For the data below, report the number of lines that contain the string "hair" and nothing else.

(DATA SHOWN Opens)

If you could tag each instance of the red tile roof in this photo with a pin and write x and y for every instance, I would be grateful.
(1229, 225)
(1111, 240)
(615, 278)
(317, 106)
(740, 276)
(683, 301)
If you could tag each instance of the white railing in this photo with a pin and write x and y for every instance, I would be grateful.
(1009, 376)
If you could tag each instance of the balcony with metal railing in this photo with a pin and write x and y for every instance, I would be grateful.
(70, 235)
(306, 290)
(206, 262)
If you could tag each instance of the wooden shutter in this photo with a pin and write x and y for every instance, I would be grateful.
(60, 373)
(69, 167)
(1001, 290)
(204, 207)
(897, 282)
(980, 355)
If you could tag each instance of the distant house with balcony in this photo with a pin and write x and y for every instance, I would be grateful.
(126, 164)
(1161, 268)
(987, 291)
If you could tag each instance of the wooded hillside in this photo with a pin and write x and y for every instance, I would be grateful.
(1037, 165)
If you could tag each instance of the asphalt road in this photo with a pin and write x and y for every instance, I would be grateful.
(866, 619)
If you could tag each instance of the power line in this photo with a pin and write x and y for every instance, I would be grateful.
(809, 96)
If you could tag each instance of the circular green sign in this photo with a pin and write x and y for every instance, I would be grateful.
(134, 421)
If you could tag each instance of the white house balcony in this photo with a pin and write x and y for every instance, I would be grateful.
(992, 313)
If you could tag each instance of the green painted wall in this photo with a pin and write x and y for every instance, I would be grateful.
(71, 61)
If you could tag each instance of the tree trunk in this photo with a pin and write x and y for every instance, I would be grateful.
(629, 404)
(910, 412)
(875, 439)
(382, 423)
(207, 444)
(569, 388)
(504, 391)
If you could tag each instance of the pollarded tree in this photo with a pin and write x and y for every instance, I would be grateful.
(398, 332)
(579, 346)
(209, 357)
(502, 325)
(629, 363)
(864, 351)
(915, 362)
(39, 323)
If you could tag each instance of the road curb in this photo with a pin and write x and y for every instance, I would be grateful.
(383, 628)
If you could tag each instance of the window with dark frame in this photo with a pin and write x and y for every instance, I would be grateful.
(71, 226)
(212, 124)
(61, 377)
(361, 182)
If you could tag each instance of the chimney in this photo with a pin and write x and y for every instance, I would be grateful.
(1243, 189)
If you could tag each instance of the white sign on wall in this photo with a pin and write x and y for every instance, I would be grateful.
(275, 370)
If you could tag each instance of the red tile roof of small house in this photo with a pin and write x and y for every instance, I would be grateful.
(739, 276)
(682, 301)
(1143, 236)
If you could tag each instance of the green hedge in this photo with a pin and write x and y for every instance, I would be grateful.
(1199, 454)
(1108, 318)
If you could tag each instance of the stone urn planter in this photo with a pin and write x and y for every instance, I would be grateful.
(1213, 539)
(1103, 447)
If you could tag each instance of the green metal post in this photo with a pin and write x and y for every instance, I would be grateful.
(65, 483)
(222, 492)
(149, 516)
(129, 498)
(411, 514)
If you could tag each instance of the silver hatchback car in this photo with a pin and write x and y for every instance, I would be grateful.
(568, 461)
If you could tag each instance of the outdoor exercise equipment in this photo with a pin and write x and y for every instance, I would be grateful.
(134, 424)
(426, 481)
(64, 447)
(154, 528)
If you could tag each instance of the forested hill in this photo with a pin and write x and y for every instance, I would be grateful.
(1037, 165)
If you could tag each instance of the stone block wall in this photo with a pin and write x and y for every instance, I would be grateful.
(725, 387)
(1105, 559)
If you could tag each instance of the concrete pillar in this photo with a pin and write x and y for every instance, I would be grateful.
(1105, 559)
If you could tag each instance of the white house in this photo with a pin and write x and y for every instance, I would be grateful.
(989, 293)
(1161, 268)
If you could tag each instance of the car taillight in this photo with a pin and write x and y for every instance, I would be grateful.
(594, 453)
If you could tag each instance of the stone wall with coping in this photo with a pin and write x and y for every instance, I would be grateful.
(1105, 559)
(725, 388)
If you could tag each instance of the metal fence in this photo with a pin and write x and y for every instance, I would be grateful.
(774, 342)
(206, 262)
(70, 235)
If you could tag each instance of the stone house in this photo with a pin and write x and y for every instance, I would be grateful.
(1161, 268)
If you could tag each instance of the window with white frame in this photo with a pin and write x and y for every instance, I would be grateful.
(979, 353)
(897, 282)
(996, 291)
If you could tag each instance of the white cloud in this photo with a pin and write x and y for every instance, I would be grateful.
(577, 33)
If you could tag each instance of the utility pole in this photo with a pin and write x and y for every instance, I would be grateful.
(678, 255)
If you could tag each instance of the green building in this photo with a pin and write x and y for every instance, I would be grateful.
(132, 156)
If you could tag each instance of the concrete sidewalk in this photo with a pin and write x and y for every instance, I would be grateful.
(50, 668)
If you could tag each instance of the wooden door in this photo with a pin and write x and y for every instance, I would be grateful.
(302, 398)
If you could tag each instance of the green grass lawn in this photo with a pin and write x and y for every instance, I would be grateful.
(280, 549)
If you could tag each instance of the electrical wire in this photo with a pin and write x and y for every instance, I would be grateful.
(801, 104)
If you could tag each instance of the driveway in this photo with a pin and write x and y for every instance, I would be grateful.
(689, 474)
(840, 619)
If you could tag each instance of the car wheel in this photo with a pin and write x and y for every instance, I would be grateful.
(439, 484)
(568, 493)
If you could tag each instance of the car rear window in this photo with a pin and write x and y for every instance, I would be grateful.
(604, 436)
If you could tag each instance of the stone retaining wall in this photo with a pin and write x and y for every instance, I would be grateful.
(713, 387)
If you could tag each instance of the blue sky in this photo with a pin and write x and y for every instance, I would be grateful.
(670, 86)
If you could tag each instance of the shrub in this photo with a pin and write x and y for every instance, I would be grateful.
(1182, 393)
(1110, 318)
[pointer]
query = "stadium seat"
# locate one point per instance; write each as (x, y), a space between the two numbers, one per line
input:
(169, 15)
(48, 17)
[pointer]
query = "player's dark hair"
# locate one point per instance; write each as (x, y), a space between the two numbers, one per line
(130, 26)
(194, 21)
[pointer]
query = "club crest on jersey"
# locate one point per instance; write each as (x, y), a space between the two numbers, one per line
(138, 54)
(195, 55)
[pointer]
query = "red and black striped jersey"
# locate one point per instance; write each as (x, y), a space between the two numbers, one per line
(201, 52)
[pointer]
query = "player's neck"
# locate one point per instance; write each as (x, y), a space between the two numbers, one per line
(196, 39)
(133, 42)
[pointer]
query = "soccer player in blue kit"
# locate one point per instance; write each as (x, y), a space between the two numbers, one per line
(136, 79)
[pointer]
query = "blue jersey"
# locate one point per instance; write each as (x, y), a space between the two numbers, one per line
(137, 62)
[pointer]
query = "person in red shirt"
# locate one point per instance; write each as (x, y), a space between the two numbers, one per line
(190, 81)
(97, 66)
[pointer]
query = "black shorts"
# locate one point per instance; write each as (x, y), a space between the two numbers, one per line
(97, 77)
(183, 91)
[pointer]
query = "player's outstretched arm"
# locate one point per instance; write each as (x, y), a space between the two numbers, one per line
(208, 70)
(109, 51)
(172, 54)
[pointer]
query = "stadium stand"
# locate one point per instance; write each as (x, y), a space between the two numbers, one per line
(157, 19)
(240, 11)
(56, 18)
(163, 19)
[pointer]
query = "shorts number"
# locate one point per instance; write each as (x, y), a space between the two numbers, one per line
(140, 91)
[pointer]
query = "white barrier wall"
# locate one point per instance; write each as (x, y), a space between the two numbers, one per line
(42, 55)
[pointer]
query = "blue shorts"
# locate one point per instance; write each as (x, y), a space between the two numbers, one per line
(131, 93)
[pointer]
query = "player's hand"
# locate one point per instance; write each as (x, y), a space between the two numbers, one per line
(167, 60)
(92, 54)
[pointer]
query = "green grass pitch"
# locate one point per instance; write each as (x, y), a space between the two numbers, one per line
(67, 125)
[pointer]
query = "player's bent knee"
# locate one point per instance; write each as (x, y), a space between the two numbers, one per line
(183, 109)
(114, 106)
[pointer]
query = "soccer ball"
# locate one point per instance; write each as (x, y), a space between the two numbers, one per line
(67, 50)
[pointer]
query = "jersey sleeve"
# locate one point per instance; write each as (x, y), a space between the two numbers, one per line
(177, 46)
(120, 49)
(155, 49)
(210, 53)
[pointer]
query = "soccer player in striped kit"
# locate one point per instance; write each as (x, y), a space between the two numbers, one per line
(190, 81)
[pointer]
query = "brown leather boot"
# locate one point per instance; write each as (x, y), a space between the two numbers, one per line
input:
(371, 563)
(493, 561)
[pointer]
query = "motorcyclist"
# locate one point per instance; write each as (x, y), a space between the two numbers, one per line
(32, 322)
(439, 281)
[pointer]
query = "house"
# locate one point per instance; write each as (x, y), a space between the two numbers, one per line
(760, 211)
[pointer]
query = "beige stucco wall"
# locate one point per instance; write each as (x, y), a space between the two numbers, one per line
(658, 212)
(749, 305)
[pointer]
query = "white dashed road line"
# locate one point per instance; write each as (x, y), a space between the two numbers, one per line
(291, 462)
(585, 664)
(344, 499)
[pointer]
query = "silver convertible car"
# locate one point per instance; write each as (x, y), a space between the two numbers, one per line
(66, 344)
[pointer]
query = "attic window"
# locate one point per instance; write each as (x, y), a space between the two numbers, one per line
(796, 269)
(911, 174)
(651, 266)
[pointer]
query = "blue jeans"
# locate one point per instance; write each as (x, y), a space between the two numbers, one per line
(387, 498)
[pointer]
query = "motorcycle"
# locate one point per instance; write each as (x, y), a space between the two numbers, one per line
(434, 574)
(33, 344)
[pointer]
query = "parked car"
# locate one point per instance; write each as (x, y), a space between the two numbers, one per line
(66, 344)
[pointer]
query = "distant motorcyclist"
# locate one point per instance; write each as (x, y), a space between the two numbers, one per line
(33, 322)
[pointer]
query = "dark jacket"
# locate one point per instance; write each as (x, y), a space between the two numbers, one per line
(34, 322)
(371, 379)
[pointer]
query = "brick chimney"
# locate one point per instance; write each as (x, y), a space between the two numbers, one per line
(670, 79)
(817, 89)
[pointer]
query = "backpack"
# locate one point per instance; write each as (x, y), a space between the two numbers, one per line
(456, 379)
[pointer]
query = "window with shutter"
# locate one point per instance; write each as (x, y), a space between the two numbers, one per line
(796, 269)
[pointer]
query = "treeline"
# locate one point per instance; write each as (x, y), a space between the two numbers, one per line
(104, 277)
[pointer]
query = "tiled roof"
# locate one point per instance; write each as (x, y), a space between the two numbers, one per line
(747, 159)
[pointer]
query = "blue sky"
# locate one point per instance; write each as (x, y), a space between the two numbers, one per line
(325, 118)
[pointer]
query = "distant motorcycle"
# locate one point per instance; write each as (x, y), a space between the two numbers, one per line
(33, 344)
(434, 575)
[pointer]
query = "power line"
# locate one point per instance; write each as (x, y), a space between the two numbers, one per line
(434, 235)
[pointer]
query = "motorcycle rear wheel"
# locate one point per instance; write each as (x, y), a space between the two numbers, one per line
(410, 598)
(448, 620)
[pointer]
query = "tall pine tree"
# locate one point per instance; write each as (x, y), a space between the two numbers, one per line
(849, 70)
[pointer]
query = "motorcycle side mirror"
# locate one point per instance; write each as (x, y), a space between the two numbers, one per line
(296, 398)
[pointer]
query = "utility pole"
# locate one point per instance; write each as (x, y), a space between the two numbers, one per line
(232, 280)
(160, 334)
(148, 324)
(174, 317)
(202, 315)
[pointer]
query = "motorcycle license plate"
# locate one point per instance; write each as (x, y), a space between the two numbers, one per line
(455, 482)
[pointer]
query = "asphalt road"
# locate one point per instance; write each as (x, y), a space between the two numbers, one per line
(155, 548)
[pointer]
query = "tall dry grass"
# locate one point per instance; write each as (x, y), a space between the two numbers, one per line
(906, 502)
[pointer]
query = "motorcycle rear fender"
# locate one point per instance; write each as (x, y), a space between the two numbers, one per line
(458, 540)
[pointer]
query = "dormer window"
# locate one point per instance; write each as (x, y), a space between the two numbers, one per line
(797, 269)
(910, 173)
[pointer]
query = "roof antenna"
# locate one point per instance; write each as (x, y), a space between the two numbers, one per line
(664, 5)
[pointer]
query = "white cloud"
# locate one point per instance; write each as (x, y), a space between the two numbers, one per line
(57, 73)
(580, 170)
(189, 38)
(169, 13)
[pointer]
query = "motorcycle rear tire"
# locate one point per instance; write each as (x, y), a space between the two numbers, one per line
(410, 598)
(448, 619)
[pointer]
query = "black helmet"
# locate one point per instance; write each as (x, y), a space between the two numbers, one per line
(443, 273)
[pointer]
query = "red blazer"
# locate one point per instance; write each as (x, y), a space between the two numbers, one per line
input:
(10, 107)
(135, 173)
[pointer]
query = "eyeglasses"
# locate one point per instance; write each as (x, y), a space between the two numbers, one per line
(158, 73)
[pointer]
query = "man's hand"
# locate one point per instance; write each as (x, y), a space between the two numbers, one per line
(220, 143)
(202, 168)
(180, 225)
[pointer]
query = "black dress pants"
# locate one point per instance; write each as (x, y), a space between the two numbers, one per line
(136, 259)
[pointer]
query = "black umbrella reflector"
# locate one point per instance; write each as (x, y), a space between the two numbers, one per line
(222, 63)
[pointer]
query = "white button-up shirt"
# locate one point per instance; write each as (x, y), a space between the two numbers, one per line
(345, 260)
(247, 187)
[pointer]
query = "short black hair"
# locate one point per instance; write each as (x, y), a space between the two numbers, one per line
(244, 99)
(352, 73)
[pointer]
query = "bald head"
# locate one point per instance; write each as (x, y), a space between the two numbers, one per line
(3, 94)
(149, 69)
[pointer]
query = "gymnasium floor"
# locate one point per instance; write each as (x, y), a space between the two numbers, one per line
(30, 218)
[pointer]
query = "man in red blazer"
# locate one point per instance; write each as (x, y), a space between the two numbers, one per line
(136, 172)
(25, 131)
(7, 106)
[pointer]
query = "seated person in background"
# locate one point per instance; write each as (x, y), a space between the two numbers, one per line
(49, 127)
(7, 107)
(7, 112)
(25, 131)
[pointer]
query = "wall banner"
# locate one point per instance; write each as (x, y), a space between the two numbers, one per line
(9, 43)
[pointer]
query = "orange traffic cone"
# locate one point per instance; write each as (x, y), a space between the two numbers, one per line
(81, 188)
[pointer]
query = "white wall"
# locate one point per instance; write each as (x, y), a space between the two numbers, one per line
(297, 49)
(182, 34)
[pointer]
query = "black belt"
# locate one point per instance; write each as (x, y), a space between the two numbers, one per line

(DATA SHOWN Closes)

EXERCISE RESULT: 2